----- Source records -----

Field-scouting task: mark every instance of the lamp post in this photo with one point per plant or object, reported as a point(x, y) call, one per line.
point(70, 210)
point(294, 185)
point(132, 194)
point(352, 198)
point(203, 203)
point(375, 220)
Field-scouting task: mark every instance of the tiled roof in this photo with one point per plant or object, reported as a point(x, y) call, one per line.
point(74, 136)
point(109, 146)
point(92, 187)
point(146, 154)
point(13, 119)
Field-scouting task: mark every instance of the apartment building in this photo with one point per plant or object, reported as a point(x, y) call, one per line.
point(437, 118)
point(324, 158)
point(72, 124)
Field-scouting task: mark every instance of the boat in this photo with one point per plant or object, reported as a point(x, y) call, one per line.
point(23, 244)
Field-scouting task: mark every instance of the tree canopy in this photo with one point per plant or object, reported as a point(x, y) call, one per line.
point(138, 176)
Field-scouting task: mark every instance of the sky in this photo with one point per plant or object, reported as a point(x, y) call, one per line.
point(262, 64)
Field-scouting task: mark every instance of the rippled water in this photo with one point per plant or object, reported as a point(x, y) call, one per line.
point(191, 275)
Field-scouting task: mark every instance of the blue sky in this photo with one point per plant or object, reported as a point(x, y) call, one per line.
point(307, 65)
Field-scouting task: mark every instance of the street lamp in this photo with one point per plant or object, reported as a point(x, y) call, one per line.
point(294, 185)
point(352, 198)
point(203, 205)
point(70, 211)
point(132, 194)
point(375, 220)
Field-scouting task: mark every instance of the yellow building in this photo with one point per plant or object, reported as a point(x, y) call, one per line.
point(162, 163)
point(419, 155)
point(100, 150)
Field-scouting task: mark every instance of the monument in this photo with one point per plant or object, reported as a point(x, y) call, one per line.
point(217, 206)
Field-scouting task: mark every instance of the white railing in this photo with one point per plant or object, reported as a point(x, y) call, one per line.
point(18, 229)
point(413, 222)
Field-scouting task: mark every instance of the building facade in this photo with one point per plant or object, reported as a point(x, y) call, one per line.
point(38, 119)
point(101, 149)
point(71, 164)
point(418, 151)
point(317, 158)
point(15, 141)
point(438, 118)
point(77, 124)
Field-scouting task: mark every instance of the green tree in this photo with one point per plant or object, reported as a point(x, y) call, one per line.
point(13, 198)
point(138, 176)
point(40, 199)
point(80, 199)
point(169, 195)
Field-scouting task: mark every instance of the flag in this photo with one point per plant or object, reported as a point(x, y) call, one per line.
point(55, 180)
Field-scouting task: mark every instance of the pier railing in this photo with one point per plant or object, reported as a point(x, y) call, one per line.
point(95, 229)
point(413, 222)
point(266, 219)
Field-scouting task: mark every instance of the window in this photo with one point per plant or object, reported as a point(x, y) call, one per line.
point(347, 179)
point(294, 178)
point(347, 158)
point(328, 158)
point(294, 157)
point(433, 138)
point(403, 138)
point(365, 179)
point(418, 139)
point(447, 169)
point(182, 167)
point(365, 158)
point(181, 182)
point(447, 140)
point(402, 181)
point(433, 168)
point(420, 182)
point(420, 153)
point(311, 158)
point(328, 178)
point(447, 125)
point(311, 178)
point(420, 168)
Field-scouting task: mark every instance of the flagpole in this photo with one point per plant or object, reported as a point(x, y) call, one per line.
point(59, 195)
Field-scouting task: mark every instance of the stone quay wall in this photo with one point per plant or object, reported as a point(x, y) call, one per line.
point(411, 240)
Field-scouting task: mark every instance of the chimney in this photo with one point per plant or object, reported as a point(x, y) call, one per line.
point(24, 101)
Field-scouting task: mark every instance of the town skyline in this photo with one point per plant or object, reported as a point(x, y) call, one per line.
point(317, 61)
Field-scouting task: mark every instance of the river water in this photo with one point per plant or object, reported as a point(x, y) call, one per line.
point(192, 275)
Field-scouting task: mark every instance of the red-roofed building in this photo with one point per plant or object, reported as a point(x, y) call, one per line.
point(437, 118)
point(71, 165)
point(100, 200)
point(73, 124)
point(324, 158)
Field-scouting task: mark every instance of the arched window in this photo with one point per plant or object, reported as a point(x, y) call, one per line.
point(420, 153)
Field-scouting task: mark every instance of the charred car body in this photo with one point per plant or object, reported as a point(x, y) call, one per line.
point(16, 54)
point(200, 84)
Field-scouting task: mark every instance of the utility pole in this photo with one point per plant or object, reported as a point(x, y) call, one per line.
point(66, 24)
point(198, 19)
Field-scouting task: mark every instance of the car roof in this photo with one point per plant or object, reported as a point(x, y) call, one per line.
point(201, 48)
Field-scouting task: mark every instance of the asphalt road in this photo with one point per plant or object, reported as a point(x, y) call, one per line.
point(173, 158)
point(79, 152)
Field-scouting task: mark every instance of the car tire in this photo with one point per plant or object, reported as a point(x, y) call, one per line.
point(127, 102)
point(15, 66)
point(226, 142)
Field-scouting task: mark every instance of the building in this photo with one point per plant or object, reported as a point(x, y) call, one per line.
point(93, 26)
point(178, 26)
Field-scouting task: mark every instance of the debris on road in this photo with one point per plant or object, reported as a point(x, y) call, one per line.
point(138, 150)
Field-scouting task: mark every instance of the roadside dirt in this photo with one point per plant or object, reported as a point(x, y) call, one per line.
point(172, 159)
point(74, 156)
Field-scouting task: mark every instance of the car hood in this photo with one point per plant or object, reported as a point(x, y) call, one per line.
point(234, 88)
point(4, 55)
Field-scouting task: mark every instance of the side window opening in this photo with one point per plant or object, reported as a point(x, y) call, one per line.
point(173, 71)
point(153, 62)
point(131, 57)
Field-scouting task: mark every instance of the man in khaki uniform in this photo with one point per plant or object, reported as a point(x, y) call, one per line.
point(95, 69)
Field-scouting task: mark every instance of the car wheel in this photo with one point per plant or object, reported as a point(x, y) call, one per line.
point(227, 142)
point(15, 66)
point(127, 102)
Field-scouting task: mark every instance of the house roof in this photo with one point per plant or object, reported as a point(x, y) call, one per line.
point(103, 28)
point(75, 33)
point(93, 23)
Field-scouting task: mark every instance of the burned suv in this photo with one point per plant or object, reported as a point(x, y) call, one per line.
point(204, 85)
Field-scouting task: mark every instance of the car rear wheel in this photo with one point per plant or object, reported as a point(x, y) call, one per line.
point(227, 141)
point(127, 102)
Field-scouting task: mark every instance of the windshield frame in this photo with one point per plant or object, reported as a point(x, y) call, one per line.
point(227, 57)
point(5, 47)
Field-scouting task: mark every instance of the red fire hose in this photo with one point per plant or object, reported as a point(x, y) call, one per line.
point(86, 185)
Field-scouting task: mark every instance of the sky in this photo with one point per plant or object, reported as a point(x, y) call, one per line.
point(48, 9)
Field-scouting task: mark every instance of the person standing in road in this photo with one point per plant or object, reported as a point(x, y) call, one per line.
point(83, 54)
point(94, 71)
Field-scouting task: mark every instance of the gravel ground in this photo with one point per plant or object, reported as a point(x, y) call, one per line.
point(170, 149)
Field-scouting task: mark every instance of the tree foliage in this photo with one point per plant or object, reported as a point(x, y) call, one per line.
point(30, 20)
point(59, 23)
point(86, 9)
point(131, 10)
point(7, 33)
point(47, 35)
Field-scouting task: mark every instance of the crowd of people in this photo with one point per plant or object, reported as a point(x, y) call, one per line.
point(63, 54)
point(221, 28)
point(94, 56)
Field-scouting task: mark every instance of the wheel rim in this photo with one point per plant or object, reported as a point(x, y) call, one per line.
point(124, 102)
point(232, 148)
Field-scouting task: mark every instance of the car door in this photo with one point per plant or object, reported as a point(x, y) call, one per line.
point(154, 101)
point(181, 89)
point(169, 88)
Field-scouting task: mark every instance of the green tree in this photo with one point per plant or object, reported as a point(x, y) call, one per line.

-----

[Goal] Please copy out, word for word, the records from the line containing "Field-scouting task: mark every instance of the arched" through the line containing "point(79, 152)", including both of those lines.

[Output below]
Field-scouting task: mark every instance of the arched window in this photo with one point per plant or object, reported as a point(x, y) call, one per line.
point(420, 153)
Field-scouting task: mark every instance of the charred car body in this photo with one point per plant or object, reported as a point(x, y) call, one per line.
point(16, 54)
point(200, 84)
Field-scouting task: mark every instance of the utility pole in this photo with one point per plant or object, reported as a point(x, y) call, one per line.
point(66, 24)
point(198, 19)
Field-scouting task: mark every instance of the car roof in this photo with one point per plant or object, reported as a point(x, y) call, one per line.
point(201, 48)
Field-scouting task: mark every instance of the asphalt road in this photo with one point per plant or object, reported as a point(x, y) call, one per line.
point(173, 158)
point(79, 152)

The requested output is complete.